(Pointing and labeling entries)
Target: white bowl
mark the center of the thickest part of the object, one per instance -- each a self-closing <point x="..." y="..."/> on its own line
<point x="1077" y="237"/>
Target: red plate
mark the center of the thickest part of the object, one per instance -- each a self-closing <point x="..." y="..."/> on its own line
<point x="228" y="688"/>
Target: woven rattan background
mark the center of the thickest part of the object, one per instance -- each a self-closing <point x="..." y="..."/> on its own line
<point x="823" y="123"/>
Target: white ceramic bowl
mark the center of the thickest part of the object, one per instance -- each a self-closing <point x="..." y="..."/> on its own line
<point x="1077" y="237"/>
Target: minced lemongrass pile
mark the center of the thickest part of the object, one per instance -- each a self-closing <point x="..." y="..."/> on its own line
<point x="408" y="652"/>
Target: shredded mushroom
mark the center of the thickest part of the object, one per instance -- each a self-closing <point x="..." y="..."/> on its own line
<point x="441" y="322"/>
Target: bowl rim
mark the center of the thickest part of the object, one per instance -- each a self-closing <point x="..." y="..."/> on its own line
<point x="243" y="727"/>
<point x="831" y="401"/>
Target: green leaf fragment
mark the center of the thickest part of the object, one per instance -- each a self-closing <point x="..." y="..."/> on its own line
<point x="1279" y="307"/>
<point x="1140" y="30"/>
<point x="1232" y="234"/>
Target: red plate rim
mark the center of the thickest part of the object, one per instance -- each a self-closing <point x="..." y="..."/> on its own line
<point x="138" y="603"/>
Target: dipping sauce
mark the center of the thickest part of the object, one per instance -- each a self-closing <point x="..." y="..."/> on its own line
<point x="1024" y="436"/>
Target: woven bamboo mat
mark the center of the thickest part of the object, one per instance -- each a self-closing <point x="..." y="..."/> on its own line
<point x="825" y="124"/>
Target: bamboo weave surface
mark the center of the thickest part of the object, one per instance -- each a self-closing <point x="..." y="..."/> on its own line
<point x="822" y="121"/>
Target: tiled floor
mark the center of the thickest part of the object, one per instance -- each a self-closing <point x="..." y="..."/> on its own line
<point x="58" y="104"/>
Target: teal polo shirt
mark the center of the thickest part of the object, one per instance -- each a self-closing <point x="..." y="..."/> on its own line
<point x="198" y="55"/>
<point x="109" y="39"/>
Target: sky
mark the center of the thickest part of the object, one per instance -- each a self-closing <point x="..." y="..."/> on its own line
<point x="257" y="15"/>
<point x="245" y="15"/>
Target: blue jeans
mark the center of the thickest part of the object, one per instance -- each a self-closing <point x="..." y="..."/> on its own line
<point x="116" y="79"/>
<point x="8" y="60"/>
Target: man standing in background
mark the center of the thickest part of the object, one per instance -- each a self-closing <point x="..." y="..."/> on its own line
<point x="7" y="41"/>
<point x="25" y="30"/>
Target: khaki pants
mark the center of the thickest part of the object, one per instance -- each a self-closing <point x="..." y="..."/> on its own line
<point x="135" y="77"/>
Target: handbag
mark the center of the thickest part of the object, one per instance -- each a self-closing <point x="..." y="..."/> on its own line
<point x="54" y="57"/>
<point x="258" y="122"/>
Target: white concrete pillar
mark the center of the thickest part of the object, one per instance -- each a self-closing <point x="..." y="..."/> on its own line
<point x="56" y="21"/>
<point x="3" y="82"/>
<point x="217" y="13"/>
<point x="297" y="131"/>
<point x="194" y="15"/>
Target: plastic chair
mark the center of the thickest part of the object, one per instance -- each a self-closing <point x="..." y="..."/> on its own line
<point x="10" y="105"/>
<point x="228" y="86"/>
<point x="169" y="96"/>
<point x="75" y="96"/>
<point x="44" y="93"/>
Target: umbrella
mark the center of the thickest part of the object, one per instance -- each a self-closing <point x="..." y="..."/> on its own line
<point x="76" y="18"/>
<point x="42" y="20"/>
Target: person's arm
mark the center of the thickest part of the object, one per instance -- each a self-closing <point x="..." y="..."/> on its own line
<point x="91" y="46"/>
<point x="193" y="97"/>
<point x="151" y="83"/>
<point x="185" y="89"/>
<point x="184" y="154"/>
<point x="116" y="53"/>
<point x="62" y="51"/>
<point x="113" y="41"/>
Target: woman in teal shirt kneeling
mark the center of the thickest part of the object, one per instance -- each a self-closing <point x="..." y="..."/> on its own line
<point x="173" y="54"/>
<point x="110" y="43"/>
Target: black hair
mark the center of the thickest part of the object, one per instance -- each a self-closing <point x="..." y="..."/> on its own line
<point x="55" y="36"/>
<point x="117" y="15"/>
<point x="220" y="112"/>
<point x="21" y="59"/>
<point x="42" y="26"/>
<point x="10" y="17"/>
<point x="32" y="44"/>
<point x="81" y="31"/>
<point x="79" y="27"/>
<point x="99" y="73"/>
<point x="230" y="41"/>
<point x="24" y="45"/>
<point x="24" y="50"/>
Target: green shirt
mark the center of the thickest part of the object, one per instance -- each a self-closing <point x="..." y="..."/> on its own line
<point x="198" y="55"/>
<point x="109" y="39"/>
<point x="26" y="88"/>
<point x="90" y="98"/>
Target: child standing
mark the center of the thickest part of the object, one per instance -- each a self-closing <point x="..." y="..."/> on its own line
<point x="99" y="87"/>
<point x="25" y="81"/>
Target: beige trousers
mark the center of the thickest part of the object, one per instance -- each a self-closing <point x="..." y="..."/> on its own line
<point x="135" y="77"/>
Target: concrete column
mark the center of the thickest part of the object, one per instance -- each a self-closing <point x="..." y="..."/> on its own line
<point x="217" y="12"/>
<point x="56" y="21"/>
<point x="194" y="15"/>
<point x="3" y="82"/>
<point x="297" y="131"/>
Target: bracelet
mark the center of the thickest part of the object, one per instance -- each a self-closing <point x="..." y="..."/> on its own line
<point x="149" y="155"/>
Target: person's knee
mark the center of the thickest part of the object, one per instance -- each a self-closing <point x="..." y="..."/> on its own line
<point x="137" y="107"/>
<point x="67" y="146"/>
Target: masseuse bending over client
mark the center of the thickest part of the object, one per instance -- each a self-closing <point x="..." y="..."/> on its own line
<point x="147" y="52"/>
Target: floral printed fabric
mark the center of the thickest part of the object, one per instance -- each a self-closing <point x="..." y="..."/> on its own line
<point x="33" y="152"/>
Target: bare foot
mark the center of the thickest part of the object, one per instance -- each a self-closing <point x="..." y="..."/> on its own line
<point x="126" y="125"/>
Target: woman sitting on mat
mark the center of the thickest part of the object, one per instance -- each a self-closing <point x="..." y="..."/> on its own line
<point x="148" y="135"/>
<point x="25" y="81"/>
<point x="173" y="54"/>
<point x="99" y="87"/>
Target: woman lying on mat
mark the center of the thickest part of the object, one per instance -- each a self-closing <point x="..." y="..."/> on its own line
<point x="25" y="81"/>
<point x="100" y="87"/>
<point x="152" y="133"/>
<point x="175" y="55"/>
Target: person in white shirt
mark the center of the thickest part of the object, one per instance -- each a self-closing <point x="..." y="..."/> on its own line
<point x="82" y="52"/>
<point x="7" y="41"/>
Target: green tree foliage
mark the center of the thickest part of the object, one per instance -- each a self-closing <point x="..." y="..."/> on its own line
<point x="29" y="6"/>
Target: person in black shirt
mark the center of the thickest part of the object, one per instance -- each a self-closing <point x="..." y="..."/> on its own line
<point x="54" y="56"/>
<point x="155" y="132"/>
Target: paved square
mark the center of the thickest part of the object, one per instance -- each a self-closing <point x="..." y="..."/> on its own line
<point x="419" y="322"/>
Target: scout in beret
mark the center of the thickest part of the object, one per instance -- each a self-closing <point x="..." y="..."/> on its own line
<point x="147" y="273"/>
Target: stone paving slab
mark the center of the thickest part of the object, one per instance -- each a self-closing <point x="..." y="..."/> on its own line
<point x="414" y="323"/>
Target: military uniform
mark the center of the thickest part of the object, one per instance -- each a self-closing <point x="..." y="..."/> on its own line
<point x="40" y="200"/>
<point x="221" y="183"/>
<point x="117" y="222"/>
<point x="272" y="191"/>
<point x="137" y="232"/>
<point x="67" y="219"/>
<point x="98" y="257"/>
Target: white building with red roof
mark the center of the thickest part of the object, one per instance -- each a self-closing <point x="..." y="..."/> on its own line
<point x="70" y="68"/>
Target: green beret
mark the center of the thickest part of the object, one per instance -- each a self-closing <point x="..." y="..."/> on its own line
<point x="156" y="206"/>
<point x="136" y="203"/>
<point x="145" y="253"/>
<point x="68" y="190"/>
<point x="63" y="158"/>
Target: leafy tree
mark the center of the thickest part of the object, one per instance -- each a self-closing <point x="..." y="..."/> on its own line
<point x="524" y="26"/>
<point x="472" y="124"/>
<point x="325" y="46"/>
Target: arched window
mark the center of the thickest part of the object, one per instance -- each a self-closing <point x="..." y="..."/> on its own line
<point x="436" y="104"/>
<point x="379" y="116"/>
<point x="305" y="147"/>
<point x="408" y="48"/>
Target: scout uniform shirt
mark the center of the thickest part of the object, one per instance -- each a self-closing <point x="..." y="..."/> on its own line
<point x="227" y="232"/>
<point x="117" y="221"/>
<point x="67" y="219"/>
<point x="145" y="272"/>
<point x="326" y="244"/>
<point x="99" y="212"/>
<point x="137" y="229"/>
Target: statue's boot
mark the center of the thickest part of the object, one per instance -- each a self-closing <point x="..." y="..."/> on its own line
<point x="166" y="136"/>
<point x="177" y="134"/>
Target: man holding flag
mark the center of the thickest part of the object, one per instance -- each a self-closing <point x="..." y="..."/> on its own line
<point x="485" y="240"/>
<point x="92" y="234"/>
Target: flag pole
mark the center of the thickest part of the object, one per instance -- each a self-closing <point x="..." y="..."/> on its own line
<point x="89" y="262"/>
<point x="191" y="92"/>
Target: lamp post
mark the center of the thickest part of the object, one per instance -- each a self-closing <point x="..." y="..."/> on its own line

_Work to be completed:_
Give back the lines above exactly, from the one with "Target: arched window" through the last line.

_Exercise result:_
Target: arched window
mark the center of the thickest part of the object, one per instance -- each a self-closing <point x="..." y="..."/> on its own line
<point x="436" y="104"/>
<point x="379" y="116"/>
<point x="305" y="147"/>
<point x="408" y="48"/>
Target: scout uniform shirt
mark the center of the thickest part of the object, one per instance -- each a self-closing <point x="..." y="..."/> on its own line
<point x="227" y="232"/>
<point x="117" y="221"/>
<point x="67" y="219"/>
<point x="145" y="272"/>
<point x="326" y="244"/>
<point x="99" y="212"/>
<point x="137" y="229"/>
Target: statue's boot
mark the center of the thickest part of the object, one per instance -- each a self-closing <point x="..." y="..."/> on its own line
<point x="166" y="136"/>
<point x="177" y="134"/>
Target: man holding flag
mark the center of the thickest part of the object, one per instance -- each a self-closing <point x="..." y="..."/> on its own line
<point x="485" y="240"/>
<point x="92" y="234"/>
Target: flag pole
mark the center of the thickest part of the object, one per instance -- each a self-closing <point x="..." y="..."/> on its own line
<point x="89" y="262"/>
<point x="191" y="92"/>
Target: lamp post
mark the center of the thickest part of the object, one per instance -- each a self-closing <point x="..." y="..."/> on its own line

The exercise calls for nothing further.